Instructions to follow: The records below are to be transcribed exactly as they appear.
Exercise materials Block Start
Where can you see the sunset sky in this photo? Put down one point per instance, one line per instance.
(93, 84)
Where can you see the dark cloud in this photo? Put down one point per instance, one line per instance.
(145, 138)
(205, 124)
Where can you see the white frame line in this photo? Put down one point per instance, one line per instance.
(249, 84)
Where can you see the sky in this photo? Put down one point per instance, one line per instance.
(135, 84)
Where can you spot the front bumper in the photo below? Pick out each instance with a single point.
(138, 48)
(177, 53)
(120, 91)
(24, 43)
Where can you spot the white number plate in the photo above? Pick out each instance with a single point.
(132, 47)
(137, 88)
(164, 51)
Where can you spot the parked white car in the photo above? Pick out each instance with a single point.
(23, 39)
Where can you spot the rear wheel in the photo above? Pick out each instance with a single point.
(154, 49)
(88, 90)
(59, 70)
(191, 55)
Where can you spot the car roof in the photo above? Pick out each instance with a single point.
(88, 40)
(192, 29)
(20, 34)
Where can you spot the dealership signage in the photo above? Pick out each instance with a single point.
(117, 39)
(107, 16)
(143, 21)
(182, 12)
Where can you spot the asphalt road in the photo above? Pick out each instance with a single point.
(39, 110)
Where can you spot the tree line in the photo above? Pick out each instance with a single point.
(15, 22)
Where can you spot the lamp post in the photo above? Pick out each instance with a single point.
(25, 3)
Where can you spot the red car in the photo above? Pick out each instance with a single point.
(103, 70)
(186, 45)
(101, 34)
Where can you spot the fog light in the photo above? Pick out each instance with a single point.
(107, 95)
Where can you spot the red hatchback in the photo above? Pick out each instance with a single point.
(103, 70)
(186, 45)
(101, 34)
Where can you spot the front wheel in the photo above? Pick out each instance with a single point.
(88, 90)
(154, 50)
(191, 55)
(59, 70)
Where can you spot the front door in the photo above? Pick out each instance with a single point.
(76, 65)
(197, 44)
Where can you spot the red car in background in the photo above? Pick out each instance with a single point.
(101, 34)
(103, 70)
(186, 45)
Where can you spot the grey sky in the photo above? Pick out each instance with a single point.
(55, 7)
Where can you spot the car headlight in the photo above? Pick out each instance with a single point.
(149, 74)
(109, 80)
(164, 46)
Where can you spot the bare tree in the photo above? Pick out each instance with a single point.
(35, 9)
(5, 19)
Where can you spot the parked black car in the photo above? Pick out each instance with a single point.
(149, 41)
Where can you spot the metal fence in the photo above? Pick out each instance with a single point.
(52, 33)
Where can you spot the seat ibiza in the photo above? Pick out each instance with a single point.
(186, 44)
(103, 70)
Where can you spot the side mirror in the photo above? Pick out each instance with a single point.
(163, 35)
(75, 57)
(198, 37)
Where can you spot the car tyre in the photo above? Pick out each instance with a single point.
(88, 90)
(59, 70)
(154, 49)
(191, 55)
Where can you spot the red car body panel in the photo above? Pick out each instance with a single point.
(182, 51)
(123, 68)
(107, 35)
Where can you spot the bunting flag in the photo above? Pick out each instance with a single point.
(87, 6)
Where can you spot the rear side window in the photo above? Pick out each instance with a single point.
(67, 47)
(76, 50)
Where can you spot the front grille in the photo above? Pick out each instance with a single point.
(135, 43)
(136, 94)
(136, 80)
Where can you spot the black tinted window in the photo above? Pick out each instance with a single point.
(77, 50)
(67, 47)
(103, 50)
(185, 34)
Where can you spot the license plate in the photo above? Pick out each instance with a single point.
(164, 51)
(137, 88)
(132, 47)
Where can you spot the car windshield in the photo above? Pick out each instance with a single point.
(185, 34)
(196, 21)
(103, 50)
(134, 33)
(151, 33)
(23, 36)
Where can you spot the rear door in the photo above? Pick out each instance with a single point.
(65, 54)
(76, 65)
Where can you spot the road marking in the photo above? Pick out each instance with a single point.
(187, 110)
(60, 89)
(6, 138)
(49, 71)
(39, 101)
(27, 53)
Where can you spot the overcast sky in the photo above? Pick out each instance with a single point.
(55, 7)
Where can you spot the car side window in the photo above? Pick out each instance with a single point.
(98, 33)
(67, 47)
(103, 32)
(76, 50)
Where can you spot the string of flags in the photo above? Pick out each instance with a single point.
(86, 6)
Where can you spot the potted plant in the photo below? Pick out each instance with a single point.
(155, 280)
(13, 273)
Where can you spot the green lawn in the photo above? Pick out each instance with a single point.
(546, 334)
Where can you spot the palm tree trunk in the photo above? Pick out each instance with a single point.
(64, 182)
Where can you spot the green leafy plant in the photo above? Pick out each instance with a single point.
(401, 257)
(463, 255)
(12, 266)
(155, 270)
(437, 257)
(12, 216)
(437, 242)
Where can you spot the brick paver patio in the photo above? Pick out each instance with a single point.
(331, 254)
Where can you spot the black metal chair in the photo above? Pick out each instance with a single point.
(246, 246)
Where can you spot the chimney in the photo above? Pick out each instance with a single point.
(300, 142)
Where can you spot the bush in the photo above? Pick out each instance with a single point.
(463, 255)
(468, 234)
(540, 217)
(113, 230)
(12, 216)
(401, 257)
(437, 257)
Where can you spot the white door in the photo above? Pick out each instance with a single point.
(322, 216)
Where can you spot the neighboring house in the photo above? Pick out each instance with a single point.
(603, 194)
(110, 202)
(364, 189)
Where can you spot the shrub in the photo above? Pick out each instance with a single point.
Exercise materials Block End
Answer box:
Where can you see the sunset sky in this photo? Put down one point per instance, one line per instance.
(93, 84)
Where can you see the dark cloud in this photo? Put down one point per instance, one line per instance.
(145, 138)
(205, 124)
Where can you see the white frame line in this photo? Put down one point per instance, one line per instance.
(249, 84)
Where can you see the sky in this photo? Put down one point per instance, one line per instance.
(135, 84)
Where can you spot the front bumper in the photo below? Pick out each instance with a single point.
(138, 48)
(177, 53)
(120, 91)
(24, 43)
Where can you spot the white number plate in the photo above? Pick out each instance with a single point.
(132, 47)
(137, 88)
(164, 51)
Where can you spot the parked white car in the photo above? Pick out each instance with a single point.
(23, 39)
Where can you spot the rear wheel in the photo above? Pick out each instance with a single point.
(154, 49)
(88, 90)
(59, 70)
(191, 55)
Where can you spot the car roof in the photo above? Pick out each instance with a single point.
(88, 40)
(192, 29)
(20, 34)
Where can you spot the dealership signage in the photo above? Pick out each instance with a single point.
(117, 39)
(107, 16)
(143, 21)
(182, 12)
Where can you spot the asphalt road in the photo above? Pick out each instance with a single point.
(39, 110)
Where can you spot the tree line in the photo above? Pick out each instance with a single point.
(15, 22)
Where can you spot the lamp post in the photo above? Pick out each instance with a single point.
(25, 3)
Where can you spot the red car in the photo above? Pick out each instance with a single point.
(103, 70)
(186, 45)
(101, 34)
Where can you spot the fog light in the photo above? Pick out each instance with a single point.
(107, 95)
Where can you spot the red hatchback in the photo above? Pick out each instance with a single point.
(103, 70)
(186, 45)
(101, 34)
Where can you spot the front wheel in the photo above? Pick out each instance with a single point.
(88, 90)
(154, 50)
(191, 55)
(59, 70)
Where can you spot the front door in the photo above? Pick out each instance with a single point.
(76, 65)
(197, 44)
Where can you spot the red car in background in the photo above? Pick out each instance with a single point.
(101, 34)
(103, 70)
(186, 45)
Where can you spot the grey sky in the photo above? Pick out each instance with a single point.
(55, 7)
Where can you spot the car headlight in the photo above? Pick out each instance with a single point.
(149, 74)
(109, 80)
(164, 46)
Where can you spot the bare tree in the photo above? Pick out each instance with a single point.
(35, 9)
(5, 19)
Where can you spot the parked black car in the photo above? Pick out each instance with a single point.
(149, 41)
Where can you spot the metal fence in the photo above? Pick out each instance with a single point.
(52, 33)
Where can you spot the seat ibiza in the photo above? Pick out each instance with a single point.
(186, 44)
(103, 70)
Where can you spot the side mirror in the photo above? Pick out each instance with a single point.
(163, 35)
(75, 57)
(198, 37)
Where can you spot the car tyre in the photo above? Pick out each instance with a single point.
(88, 90)
(59, 70)
(154, 49)
(191, 55)
Where can you spot the red car body panel in the photo above? Pick out each instance with a single point.
(182, 51)
(123, 68)
(107, 35)
Where can you spot the bunting flag in the photo above? Pick out each instance with a single point.
(87, 6)
Where can you spot the rear side window in the photo above? Pick out each instance with a single point.
(67, 47)
(76, 50)
Where can you spot the front grille in the photo above? Pick out each instance with a single point.
(135, 43)
(136, 94)
(136, 80)
Where can you spot the black tinted window in the photo above? Pick out each instance with a single point.
(77, 50)
(67, 47)
(103, 50)
(185, 34)
Where can you spot the license plate in the photo above? Pick out each instance with a single point.
(164, 51)
(137, 88)
(132, 47)
Where can you spot the car windshield in the photo above? Pick out each instance with a single point.
(185, 34)
(196, 21)
(103, 50)
(134, 33)
(151, 33)
(23, 36)
Where can you spot the rear door in the photo above? Pick out each instance with a single point.
(65, 54)
(76, 65)
Where can you spot the road marking in the photo above? Pick out each instance with a single point.
(187, 110)
(60, 89)
(6, 138)
(49, 71)
(39, 101)
(27, 53)
Where can you spot the overcast sky in the photo above? Pick out each instance with a single point.
(55, 7)
Where can you spot the car side window in the photo above? Pick out each instance with a single point.
(98, 33)
(67, 47)
(103, 32)
(76, 50)
Where can you spot the string of flags in the photo above? Pick out each instance with a single point.
(86, 6)
Where can you spot the potted plant in the photo below? Pick out each instance with a single point.
(155, 280)
(13, 273)
Where can you spot the green lawn in the photo above? Pick out each instance with a single point.
(546, 334)
Where can you spot the palm tree trunk in the photo above? Pick out each instance with a single point.
(64, 182)
Where can you spot the green leafy plant in the photo above? Pick out each instance with a single point.
(401, 257)
(463, 255)
(12, 266)
(155, 270)
(437, 257)
(12, 216)
(437, 242)
Where can you spot the brick paver patio in the photo above? Pick out each instance with a single point.
(331, 254)
Where can you spot the black metal chair in the photo above? Pick out each instance with a single point.
(246, 246)
Where can you spot the chimney in the photo above? Pick out each instance with a single point.
(300, 142)
Where can you spot the bush in the photo above? Pick out each instance with a single point.
(463, 255)
(468, 234)
(540, 217)
(113, 230)
(12, 216)
(401, 257)
(437, 257)
Where can you spot the white door in the photo above? Pick out each instance with a single point.
(322, 216)
Where can you spot the neighboring house in the photo above? Pick out each instance with a single point.
(603, 194)
(110, 202)
(364, 189)
Where can you spot the shrub in the photo above? Pick out each instance with a single point.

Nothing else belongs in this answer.